# [GIVEN PROBLEM]
Locate every line in the entries below that contains the word "temple", and copy each of those lines.

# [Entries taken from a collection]
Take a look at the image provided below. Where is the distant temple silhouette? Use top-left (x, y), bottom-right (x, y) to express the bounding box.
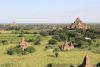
top-left (60, 40), bottom-right (74, 50)
top-left (79, 53), bottom-right (93, 67)
top-left (11, 20), bottom-right (18, 26)
top-left (19, 36), bottom-right (28, 50)
top-left (66, 18), bottom-right (90, 30)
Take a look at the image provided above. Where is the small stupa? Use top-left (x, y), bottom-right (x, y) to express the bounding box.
top-left (70, 42), bottom-right (74, 48)
top-left (60, 40), bottom-right (74, 50)
top-left (11, 20), bottom-right (17, 26)
top-left (79, 53), bottom-right (93, 67)
top-left (19, 36), bottom-right (28, 50)
top-left (64, 40), bottom-right (70, 50)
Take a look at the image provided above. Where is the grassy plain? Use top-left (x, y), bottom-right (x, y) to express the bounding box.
top-left (0, 30), bottom-right (100, 67)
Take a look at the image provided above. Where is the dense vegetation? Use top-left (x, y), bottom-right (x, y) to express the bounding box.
top-left (0, 25), bottom-right (100, 67)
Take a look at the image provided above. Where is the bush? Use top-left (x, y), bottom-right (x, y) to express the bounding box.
top-left (33, 32), bottom-right (38, 34)
top-left (34, 39), bottom-right (41, 45)
top-left (48, 39), bottom-right (57, 44)
top-left (55, 53), bottom-right (59, 58)
top-left (2, 40), bottom-right (9, 45)
top-left (40, 32), bottom-right (49, 36)
top-left (46, 63), bottom-right (54, 67)
top-left (18, 34), bottom-right (23, 37)
top-left (24, 31), bottom-right (29, 34)
top-left (25, 46), bottom-right (36, 53)
top-left (88, 47), bottom-right (91, 50)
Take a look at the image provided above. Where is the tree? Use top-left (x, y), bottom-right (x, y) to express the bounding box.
top-left (60, 33), bottom-right (68, 41)
top-left (53, 48), bottom-right (60, 58)
top-left (21, 29), bottom-right (24, 35)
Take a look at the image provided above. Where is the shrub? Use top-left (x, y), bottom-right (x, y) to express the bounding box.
top-left (18, 34), bottom-right (22, 37)
top-left (2, 40), bottom-right (9, 45)
top-left (96, 62), bottom-right (100, 67)
top-left (60, 33), bottom-right (68, 41)
top-left (48, 39), bottom-right (57, 44)
top-left (24, 31), bottom-right (29, 34)
top-left (34, 39), bottom-right (41, 45)
top-left (33, 32), bottom-right (38, 34)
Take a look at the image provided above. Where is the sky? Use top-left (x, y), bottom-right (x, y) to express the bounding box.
top-left (0, 0), bottom-right (100, 24)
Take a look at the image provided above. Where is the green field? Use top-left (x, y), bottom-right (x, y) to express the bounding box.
top-left (0, 30), bottom-right (100, 67)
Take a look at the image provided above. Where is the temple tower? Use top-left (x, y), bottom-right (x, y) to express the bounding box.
top-left (79, 53), bottom-right (93, 67)
top-left (19, 36), bottom-right (28, 50)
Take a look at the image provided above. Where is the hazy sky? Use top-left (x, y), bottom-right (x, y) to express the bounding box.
top-left (0, 0), bottom-right (100, 23)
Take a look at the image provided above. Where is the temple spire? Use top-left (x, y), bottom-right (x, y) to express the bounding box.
top-left (22, 36), bottom-right (25, 42)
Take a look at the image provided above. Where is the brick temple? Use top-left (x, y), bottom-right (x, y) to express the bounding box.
top-left (66, 18), bottom-right (90, 30)
top-left (79, 53), bottom-right (93, 67)
top-left (60, 40), bottom-right (74, 50)
top-left (11, 20), bottom-right (18, 26)
top-left (19, 36), bottom-right (28, 50)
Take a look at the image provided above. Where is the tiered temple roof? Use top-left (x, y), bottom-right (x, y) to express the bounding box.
top-left (19, 36), bottom-right (28, 50)
top-left (11, 20), bottom-right (17, 26)
top-left (67, 18), bottom-right (90, 30)
top-left (79, 53), bottom-right (93, 67)
top-left (60, 40), bottom-right (74, 50)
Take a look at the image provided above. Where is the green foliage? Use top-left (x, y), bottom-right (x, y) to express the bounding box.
top-left (59, 33), bottom-right (68, 41)
top-left (33, 32), bottom-right (38, 34)
top-left (88, 47), bottom-right (91, 50)
top-left (52, 35), bottom-right (61, 41)
top-left (34, 39), bottom-right (41, 45)
top-left (25, 46), bottom-right (36, 53)
top-left (49, 30), bottom-right (58, 35)
top-left (55, 53), bottom-right (59, 57)
top-left (28, 39), bottom-right (34, 42)
top-left (66, 31), bottom-right (76, 37)
top-left (24, 31), bottom-right (29, 34)
top-left (40, 32), bottom-right (49, 36)
top-left (7, 46), bottom-right (36, 55)
top-left (93, 50), bottom-right (100, 54)
top-left (46, 63), bottom-right (54, 67)
top-left (48, 39), bottom-right (57, 44)
top-left (68, 37), bottom-right (73, 42)
top-left (53, 48), bottom-right (60, 53)
top-left (11, 31), bottom-right (15, 34)
top-left (21, 29), bottom-right (24, 35)
top-left (18, 34), bottom-right (23, 37)
top-left (2, 40), bottom-right (9, 45)
top-left (96, 62), bottom-right (100, 67)
top-left (0, 63), bottom-right (14, 67)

# [COMPLETE RESPONSE]
Take a look at the image provided below. Where is the distant temple silhouette? Use top-left (x, y), bottom-right (x, y) to express the bounding box.
Take a look at the image provided above. Where is the temple tower? Use top-left (x, y), bottom-right (x, y) to express the bounding box.
Take a look at the image provided above. Where is the temple spire? Use top-left (x, y), bottom-right (x, y) to express the bounding box.
Take a look at the image provided above. Where is the brick temple? Use top-left (x, y), bottom-right (x, y) to express the bounding box.
Take a look at the image provided above. Where is the tiered temple roof? Use top-left (x, y), bottom-right (x, y) to express the bounding box.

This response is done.